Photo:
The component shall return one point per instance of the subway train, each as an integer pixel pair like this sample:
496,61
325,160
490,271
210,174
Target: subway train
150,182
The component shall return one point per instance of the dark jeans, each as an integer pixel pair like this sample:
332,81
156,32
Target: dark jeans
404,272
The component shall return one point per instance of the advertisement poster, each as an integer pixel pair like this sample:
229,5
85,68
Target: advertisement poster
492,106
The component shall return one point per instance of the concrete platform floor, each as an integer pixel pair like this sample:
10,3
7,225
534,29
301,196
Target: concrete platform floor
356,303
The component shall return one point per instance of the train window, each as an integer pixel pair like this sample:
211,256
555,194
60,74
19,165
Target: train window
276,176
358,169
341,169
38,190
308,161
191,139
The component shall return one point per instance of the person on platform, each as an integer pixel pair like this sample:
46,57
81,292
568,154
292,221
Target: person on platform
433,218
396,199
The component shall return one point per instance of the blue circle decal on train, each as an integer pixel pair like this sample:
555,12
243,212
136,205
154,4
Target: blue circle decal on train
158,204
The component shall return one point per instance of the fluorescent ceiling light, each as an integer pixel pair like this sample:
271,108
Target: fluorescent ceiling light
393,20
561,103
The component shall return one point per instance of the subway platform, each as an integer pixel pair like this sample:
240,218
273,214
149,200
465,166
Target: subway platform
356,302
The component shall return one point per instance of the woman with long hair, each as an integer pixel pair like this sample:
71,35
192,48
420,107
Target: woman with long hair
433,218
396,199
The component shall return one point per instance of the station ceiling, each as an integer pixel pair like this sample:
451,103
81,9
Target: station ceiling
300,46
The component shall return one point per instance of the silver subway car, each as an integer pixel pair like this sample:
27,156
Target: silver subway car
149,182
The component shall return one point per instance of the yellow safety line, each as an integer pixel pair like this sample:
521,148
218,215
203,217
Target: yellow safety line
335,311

● **Problem to work on**
Reproduce all of the records above verbatim, from the first line to the last.

● **Response to this task**
Photo:
The component shall return one point per instance of the subway train, each as an integer pixel pair like this sample:
496,61
325,160
490,271
210,174
Target: subway train
150,182
The component shall return one point per instance of the dark jeans, each as an integer pixel pair like this sample:
332,81
156,32
Target: dark jeans
404,272
The component shall return one point per instance of the advertisement poster, each as an integer pixel pair like this sample:
229,5
85,68
Target: advertisement poster
492,106
The component shall return one point per instance of the concrete platform floor, each as an integer pixel pair like this sample:
10,3
7,225
534,29
301,196
Target: concrete platform floor
356,303
The component shall return one point per instance of the train window, each as an integer pixel pair like this sample:
211,256
555,194
60,74
19,165
Target: train window
276,176
358,169
341,169
38,190
308,161
191,139
The component shall return one point per instance of the person on platform, each as an integer pixel pair like this sample:
46,57
81,292
568,154
292,221
Target: person on platform
433,218
396,199
The component shall return one point per instance of the blue circle decal on train, each as an integer pixel pair like this sample:
555,12
243,212
136,205
154,4
Target: blue circle decal on train
158,204
The component shall return one point per instance of the fluorescent ceiling light, each as an integer pixel pair like this sample:
271,108
Target: fluorescent ceiling light
393,20
561,103
The component shall return one point per instance of the subway platform, each as an integer pixel pair like this sample:
240,218
273,214
149,200
465,166
Target: subway platform
356,302
The component shall return one point per instance of the woman with long hair, each as an integer pixel pair like this sample:
71,35
192,48
420,107
Target: woman with long hair
433,218
396,199
The component shall return one point per instance of the station ceiling, each as an integer pixel pair like this sample:
451,103
81,9
Target: station ceiling
300,46
The component shall return one point per instance of the silver subway car, each as an integer pixel pair like this sample:
27,156
Target: silver subway car
149,182
The component shall return one point per instance of the yellow safety line, each as an integer pixel pair like this sample:
521,148
218,215
203,217
Target: yellow safety line
335,311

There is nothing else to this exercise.